---- Source excerpt

Most, if not all, of the characters in Casablanca are defined by what they have already lost, in homes, status, jobs, and loved-ones. The ordinary world is already lost. The core flashback, in which Rick recalls his Parisian romance with Ilsa, reveals they lived in a bliss that was a-historical. Ilsa and Rick insisted on a relationship free of specificity regarding past lives. The temporal displacement of this key sequence emphasises that this is past, transmuted into nostalgia, and that such wilful existence outside the terms of history could not continue. Fate, and history, must take their course. In contemplating Rick and Ilsa’s affair after its end is already known, clues to its fundamental instability gain in urgency. In coming with the Nazi invasion, Rick’s loss of Ilsa is linked to the world’s loss of cohesion, the failure of the island from history they attempted to build. The flashback partly solves some mysteries, but also presents further mysteries, continuing to sustain emotional tension.

--------

▶ _Exercise A_
In the Casablanca passage, what did Ilsa and Rick insist on in their relationship?
▶ _Exercise B_
Carry the Casablanca passage forward with a new paragraph that follows on from its final sentence.

---- Excerpted records

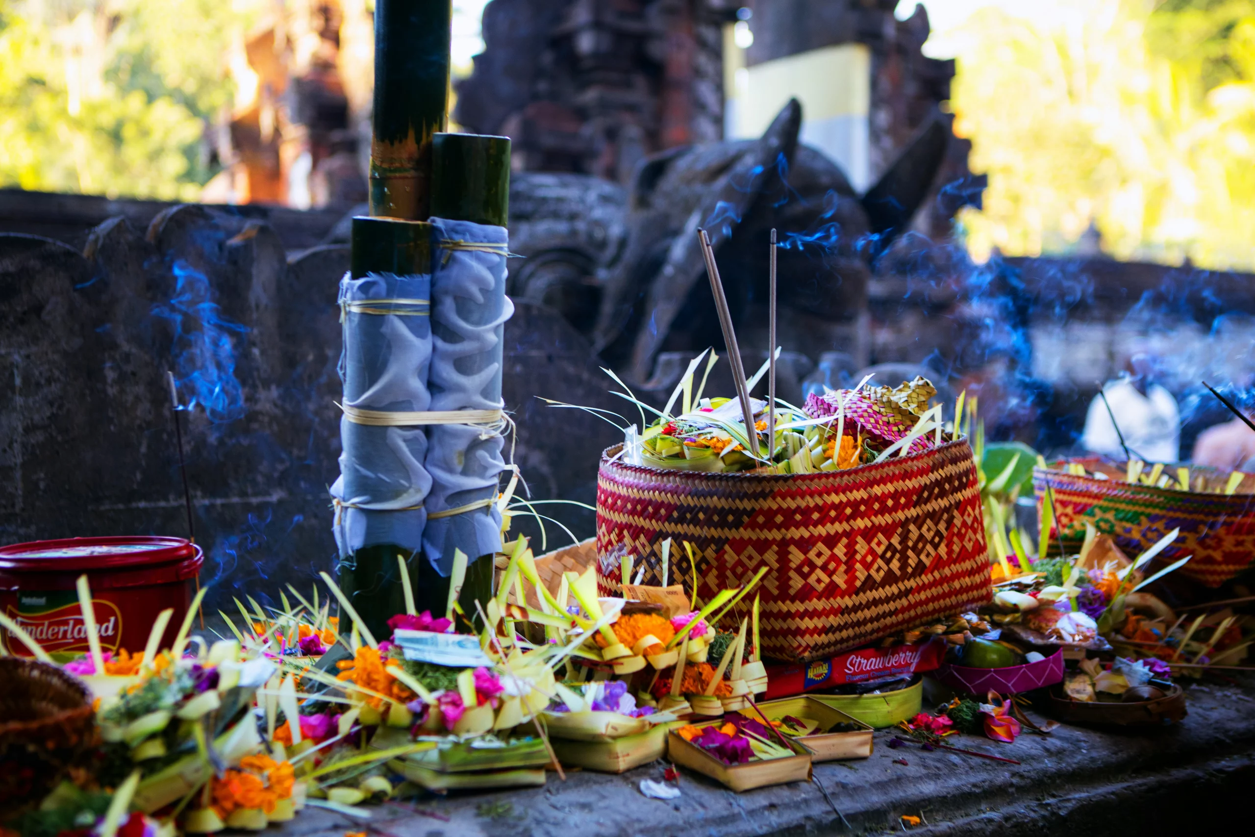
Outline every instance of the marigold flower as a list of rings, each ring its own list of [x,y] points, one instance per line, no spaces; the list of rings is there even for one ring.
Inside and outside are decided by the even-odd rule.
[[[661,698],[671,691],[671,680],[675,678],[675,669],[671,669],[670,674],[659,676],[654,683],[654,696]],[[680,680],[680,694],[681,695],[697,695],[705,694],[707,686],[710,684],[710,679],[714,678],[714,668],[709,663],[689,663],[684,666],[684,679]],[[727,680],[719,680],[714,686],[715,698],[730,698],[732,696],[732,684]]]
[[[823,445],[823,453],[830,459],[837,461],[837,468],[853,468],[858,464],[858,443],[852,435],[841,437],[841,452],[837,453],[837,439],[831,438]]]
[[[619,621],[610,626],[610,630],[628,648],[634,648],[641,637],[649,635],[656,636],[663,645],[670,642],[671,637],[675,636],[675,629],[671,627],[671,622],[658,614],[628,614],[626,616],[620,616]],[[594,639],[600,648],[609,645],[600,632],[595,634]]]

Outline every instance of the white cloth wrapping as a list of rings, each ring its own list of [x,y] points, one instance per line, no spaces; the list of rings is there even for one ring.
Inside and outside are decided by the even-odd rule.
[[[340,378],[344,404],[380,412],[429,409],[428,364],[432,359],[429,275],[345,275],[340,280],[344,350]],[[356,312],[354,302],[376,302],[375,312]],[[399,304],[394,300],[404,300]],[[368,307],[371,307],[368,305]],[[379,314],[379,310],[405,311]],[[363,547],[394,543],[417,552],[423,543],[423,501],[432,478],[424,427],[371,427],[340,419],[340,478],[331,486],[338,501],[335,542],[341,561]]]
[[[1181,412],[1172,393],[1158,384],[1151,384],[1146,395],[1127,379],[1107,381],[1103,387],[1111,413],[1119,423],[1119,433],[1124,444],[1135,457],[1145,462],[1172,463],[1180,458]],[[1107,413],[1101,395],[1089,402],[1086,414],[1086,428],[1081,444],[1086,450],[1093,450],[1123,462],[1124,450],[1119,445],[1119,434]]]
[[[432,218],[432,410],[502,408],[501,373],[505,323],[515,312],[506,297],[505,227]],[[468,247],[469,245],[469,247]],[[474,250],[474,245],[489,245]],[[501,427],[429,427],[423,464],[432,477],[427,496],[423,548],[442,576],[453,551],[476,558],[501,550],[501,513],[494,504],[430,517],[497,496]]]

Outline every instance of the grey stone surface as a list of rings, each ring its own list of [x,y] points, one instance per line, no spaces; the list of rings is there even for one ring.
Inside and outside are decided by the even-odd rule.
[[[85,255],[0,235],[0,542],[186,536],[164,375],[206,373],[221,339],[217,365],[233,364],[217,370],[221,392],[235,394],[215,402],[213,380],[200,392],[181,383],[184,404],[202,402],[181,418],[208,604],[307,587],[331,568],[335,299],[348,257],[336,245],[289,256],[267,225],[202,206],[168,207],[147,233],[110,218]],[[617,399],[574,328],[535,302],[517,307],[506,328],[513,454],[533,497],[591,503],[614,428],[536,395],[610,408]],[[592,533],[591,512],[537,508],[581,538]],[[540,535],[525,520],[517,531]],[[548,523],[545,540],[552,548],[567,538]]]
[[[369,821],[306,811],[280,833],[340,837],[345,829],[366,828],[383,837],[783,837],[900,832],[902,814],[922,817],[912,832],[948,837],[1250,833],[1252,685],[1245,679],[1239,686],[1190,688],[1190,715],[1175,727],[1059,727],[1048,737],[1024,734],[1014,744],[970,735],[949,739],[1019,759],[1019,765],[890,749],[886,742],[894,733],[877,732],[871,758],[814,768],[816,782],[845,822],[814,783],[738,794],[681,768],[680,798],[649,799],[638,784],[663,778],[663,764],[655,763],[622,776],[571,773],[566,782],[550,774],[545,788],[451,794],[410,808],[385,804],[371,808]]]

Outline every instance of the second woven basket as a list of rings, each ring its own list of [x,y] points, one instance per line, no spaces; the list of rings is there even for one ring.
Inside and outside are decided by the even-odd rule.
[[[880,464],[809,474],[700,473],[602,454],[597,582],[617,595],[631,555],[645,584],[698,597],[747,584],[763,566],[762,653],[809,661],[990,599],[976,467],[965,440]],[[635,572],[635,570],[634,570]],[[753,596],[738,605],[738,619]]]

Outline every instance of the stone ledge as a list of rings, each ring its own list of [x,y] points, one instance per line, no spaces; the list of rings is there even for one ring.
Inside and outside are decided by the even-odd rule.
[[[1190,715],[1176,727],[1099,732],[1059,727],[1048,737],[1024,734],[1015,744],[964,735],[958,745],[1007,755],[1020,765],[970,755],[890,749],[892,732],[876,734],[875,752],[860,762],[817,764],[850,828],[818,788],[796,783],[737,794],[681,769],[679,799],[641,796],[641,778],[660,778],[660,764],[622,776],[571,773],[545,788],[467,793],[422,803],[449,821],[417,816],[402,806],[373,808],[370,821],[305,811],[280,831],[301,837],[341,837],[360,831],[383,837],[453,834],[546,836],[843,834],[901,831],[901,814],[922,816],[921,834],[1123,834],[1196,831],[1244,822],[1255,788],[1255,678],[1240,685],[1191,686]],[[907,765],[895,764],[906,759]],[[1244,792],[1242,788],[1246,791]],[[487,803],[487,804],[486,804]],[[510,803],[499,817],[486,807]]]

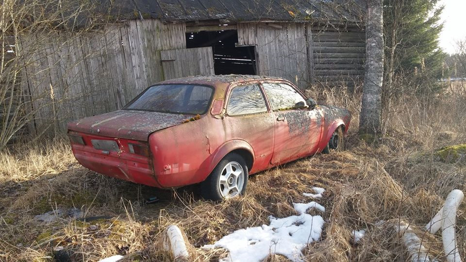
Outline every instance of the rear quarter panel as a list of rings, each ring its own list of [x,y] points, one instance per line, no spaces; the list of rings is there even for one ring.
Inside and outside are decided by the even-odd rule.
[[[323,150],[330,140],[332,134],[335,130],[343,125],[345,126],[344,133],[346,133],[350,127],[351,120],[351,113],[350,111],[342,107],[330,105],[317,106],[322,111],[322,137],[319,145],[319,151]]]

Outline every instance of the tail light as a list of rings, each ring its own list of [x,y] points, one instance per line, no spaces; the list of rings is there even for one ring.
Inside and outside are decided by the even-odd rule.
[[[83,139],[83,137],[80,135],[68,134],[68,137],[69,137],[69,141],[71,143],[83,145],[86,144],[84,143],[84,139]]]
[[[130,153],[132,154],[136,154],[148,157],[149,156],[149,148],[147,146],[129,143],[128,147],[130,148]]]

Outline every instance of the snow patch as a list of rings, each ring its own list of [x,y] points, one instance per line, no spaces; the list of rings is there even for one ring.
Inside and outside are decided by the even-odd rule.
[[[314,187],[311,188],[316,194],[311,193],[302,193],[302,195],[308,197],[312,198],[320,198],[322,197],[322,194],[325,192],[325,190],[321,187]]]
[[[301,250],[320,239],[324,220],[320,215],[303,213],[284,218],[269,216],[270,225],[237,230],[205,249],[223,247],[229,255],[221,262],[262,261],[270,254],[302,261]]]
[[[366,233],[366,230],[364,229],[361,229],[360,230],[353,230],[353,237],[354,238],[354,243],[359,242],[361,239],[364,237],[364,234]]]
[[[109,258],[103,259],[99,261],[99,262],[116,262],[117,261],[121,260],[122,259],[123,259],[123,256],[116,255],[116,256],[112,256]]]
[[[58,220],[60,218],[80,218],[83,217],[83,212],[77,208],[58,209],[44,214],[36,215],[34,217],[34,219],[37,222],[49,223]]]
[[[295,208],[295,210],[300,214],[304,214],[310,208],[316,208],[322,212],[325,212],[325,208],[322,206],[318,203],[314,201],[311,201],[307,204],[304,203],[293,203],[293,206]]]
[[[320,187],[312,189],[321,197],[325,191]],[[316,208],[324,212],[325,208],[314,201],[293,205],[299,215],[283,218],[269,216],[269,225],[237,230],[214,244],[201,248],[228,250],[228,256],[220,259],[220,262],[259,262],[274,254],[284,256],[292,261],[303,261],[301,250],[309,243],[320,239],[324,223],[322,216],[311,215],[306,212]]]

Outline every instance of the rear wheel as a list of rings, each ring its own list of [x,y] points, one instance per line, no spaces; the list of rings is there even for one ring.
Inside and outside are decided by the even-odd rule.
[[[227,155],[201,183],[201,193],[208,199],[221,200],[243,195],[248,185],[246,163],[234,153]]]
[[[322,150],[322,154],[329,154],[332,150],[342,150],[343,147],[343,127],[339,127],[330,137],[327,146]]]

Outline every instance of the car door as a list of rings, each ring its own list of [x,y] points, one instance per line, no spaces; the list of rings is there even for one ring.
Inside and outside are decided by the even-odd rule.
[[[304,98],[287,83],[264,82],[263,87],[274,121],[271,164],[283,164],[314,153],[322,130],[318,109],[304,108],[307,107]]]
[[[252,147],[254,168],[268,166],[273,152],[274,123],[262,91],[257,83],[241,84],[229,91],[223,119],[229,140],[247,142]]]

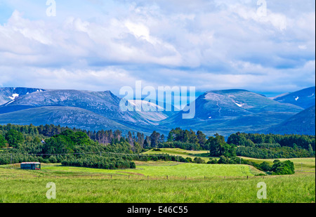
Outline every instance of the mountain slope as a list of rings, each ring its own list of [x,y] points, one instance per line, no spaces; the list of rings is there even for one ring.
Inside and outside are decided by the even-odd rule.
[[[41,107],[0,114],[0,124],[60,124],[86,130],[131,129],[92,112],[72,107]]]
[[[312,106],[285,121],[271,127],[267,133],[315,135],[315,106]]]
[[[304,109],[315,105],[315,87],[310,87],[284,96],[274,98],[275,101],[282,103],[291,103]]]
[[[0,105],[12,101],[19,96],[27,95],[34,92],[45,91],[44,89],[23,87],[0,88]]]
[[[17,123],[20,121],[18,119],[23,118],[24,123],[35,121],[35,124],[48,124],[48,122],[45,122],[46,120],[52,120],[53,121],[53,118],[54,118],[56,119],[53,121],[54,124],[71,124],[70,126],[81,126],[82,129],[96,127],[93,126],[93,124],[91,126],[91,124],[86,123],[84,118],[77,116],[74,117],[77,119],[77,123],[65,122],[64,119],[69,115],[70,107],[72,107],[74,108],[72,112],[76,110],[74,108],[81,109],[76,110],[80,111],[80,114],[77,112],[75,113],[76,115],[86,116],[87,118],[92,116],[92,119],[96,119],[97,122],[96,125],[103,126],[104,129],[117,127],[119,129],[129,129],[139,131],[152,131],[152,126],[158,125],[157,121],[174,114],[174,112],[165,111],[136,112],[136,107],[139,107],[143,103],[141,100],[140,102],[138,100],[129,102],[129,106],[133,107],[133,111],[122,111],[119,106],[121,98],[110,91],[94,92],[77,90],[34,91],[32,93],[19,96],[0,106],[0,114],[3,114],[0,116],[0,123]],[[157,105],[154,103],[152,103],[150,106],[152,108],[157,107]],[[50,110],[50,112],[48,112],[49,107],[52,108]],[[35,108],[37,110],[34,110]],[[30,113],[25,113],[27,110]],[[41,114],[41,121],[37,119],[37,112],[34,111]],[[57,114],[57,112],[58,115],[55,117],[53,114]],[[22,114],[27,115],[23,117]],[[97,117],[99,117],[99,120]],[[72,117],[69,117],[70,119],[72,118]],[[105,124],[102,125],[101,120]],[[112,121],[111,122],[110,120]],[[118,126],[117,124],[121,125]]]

--------

▶ _Task response A_
A relationship free of specificity regarding past lives.

▶ _Task response B_
This is the backdrop to the situation of Richard Blaine, heroic exemplar of the microcosmic/macrocosmic clash. His own state is one of neutrality. Much about Rick remains hazy, and, tellingly, the subject of mythmaking within the film, especially by Renault. Even the efficient Gestapo have some “vague” points in their dossier. Rick remains only partly delineated figure, with a mysterious background, and seems purposefully conceived as a “shadowy antagonist…the same as the figures who appear in our dreams and fantasies” (Vogler, 1999: 2). He summarises some then-popular archetypes. With his shady past and knowledge of “certain parts of New York”, he could be a gangster. His mixture of terse manliness and wounded heart, associated with tragic romance and the Spanish Civil War, is reminiscent of Hemingway’s heroes.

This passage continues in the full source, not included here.